▶ [Passage for review]
Appellant was charged with one count of underage consumption, one count of driving under the influence of alcohol, one count of driving with an alcohol concentration of .10 or greater, and one count of hit and run in violation of Minn. Stat. § 169.09. He pleaded guilty to the charge of underage consumption, and a bench trial was held on the remaining charges.

At trial, appellant testified that he did not begin drinking until after his parents had called him at the Darkenwald residence sometime between 10:30 and 11:00 p.m. He also testified that he drove to the gas station sometime between 10:30 and 11:00 to pick up some batteries with Darkenwald, but this was the last trip that he remembered making. Darkenwald testified to the same course of events and stated that he blacked out during the trip to the gas station and does not remember anything until he woke up briefly when the vehicle hit the garage. An employee of the gas station who observed the intoxicated individuals around 1:18 a.m. testified that there were three or four juveniles in the store when the police were called. She stated that she could not see who was driving the vehicle when it left.

Appellant was found guilty of driving under the influence of alcohol and not guilty of the other charges.


Where there is a challenge to the sufficiency of the evidence, our review on appeal is limited to a painstaking analysis of the record to determine whether the evidence, when viewed in a light most favorable to the conviction, was sufficient to permit the [triers of fact] to reach the verdict which [it] did.

State v. Webb, 440 N.W.2d 426, 430 (Minn. 1989). "[D]ue regard shall be given to the opportunity of the trial court to judge the credibility of the witnesses." Minn. R. Civ. P. 52.01. "It is a crime for any person to drive, operate, or be in physical control of any motor vehicle within this state" under the influence of alcohol. Minn. Stat. § 169.121, subd. 1(a) (1996). Appellant argues that there is insufficient evidence to prove beyond a reasonable doubt that he was driving, operating, or in physical control of the vehicle at the time he was intoxicated. We disagree.

▶ [Work to be completed] Copy the stretch of the court opinion from "At trial, appellant" through "when it left." word for word.

[Dataset entries]
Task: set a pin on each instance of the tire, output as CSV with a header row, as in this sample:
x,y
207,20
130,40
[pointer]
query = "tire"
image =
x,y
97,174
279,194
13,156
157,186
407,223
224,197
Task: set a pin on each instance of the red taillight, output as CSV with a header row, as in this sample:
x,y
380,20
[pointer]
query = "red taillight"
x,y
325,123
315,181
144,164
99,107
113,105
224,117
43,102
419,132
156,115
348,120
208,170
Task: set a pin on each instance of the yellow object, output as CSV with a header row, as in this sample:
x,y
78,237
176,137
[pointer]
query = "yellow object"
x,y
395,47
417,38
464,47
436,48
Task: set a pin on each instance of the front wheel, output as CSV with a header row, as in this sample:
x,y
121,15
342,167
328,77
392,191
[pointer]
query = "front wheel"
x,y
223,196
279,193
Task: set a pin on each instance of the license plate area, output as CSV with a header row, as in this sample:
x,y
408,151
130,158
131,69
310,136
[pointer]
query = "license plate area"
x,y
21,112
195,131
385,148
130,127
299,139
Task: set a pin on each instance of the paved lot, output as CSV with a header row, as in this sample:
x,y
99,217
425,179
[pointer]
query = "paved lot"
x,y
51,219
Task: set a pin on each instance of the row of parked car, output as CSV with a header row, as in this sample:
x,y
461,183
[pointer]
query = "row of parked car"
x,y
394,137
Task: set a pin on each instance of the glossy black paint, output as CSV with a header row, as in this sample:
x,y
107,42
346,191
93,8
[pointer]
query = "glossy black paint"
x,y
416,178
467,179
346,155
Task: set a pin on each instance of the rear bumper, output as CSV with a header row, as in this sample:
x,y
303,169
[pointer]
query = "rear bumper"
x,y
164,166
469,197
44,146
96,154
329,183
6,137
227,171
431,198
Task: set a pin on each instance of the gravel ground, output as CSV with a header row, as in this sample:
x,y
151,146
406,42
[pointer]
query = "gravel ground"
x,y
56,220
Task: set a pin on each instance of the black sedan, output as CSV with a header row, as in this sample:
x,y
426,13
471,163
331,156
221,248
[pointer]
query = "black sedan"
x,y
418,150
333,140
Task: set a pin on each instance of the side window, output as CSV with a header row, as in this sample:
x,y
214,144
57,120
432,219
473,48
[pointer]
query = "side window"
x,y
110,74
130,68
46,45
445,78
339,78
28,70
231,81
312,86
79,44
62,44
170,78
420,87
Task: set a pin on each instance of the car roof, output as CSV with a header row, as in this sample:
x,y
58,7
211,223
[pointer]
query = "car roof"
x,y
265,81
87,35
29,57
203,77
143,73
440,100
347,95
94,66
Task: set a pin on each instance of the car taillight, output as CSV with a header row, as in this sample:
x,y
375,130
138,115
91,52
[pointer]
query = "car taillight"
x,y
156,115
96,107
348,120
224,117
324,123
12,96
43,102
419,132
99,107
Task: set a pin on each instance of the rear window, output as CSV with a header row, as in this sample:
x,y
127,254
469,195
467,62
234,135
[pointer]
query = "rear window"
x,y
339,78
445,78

▶ [Task response]
At trial, appellant testified that he did not begin drinking until after his parents had called him at the Darkenwald residence sometime between 10:30 and 11:00 p.m. He also testified that he drove to the gas station sometime between 10:30 and 11:00 to pick up some batteries with Darkenwald, but this was the last trip that he remembered making. Darkenwald testified to the same course of events and stated that he blacked out during the trip to the gas station and does not remember anything until he woke up briefly when the vehicle hit the garage. An employee of the gas station who observed the intoxicated individuals around 1:18 a.m. testified that there were three or four juveniles in the store when the police were called. She stated that she could not see who was driving the vehicle when it left.